+++ Data entries

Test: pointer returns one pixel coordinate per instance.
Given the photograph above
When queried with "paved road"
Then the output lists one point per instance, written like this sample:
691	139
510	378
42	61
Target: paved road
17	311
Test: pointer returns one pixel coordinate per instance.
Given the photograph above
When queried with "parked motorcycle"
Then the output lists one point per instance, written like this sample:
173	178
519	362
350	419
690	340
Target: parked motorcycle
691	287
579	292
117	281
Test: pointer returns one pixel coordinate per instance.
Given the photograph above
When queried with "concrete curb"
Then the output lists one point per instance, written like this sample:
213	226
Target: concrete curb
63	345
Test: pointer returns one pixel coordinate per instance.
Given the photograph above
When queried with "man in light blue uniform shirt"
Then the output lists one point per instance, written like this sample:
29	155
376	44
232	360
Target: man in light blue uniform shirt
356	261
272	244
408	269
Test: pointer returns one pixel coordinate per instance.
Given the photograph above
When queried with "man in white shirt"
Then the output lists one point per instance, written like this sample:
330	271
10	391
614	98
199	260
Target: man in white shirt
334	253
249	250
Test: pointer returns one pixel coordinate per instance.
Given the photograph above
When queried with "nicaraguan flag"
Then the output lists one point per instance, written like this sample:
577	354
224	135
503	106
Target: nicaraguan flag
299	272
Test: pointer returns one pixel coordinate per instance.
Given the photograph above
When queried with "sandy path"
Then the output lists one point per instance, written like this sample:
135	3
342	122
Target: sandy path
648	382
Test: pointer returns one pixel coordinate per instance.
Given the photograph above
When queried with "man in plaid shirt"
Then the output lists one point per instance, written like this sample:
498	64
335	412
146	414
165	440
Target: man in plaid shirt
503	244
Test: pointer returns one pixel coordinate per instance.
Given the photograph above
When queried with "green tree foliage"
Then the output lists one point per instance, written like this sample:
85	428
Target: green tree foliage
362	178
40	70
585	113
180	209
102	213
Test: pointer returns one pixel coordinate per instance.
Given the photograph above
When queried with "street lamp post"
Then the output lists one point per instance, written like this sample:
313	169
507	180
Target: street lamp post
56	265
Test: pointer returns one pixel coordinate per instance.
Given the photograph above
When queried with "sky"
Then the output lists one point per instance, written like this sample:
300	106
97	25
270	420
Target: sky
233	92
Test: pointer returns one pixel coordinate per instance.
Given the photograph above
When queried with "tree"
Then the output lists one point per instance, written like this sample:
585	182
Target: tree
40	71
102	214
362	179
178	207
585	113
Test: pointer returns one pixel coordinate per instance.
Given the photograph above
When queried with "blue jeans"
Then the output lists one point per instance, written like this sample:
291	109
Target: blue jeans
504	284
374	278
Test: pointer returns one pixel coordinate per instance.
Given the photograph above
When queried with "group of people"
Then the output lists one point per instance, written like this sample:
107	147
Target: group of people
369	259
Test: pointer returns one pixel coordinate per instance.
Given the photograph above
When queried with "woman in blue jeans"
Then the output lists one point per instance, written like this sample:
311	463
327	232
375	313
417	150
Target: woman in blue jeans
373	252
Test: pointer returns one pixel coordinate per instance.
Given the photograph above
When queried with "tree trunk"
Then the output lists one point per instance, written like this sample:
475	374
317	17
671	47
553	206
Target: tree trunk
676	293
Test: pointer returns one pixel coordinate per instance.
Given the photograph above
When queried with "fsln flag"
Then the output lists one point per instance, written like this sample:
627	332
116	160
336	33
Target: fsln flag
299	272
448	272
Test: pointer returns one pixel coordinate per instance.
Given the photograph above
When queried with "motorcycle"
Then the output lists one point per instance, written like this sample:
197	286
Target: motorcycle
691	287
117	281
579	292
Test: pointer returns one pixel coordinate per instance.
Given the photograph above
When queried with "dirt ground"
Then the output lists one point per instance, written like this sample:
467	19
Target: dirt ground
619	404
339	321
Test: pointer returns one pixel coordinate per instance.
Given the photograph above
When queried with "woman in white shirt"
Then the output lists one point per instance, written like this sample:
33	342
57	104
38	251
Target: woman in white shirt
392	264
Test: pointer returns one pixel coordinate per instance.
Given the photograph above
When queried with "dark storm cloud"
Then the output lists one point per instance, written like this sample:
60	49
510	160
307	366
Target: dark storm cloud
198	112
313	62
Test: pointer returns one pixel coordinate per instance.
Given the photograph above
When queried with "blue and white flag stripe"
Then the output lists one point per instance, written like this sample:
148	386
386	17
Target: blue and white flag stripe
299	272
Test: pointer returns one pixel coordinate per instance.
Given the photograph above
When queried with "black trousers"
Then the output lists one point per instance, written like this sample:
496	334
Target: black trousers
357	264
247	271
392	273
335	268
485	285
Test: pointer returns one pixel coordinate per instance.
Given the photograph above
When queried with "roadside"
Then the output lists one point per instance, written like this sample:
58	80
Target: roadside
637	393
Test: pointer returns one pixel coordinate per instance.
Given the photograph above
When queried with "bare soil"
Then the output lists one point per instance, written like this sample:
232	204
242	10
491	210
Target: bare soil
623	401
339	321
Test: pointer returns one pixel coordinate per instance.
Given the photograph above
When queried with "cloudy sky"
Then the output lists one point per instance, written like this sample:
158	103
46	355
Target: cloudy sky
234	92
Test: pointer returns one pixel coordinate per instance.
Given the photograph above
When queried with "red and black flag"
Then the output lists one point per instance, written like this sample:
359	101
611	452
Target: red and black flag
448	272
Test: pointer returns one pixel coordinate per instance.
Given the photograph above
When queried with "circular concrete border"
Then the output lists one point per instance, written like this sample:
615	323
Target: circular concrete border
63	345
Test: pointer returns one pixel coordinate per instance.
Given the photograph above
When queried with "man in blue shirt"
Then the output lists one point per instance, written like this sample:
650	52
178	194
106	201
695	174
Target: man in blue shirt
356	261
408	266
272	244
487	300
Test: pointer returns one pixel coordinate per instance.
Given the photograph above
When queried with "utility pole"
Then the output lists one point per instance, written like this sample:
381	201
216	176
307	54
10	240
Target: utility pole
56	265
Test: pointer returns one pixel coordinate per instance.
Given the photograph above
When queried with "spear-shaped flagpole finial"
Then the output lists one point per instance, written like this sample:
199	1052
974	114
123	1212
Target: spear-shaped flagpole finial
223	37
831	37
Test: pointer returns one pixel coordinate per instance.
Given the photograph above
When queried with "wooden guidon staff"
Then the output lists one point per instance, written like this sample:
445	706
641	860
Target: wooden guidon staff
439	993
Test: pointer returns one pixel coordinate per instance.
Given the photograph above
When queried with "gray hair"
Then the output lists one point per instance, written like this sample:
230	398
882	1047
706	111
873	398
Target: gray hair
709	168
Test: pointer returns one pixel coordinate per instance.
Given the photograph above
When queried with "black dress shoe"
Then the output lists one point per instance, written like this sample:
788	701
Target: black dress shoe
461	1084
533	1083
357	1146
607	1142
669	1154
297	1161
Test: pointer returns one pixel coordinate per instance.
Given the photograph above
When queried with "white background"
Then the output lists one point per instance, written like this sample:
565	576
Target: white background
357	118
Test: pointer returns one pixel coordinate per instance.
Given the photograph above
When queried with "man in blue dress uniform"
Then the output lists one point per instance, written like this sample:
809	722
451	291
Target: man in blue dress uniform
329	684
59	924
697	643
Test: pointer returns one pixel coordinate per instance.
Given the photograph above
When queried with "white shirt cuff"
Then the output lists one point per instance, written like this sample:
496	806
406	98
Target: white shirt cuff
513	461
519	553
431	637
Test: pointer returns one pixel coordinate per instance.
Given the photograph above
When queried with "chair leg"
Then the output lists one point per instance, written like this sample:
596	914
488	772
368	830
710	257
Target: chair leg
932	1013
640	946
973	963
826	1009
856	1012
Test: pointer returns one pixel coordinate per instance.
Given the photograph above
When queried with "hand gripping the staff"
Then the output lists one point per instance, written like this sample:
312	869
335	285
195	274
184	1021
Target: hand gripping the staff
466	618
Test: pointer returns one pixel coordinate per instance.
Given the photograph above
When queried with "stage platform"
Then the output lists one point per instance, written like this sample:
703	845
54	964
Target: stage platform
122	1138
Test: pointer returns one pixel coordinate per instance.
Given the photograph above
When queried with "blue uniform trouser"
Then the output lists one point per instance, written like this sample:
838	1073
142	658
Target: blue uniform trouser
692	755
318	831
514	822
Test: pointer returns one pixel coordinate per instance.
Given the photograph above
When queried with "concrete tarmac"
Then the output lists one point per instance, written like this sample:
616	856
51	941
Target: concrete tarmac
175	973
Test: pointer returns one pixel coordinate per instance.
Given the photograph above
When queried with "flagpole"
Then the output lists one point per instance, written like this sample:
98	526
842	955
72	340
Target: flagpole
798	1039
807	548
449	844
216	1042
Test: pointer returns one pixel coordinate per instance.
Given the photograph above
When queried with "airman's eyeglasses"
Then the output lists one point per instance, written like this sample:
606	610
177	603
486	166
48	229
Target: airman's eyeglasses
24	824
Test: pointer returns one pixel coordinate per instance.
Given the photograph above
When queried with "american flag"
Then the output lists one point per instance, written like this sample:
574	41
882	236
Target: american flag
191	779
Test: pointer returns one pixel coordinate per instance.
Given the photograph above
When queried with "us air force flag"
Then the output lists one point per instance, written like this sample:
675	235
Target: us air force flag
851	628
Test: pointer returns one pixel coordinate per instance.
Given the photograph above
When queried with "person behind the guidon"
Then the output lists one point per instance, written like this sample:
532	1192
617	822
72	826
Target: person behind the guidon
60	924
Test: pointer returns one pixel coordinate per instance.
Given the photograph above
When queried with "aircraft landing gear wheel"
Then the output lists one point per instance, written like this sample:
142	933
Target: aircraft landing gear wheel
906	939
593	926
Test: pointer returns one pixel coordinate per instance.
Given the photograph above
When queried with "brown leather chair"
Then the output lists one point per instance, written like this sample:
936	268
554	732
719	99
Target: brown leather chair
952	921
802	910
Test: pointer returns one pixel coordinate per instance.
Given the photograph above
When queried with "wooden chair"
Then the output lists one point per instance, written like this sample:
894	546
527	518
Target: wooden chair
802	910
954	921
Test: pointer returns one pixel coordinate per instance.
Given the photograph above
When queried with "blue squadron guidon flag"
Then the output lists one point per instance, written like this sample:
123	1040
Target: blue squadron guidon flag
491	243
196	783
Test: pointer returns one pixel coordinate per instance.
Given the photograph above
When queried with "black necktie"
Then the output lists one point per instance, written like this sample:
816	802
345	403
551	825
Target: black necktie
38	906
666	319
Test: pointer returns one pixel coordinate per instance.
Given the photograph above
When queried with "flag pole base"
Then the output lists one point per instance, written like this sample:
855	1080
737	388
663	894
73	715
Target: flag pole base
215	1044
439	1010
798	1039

++++++

[Prompt] Print each line above that contains the string "parked". The match is case-sensitive.

[Answer to this exercise]
When queried with "parked motorcycle"
Target: parked motorcycle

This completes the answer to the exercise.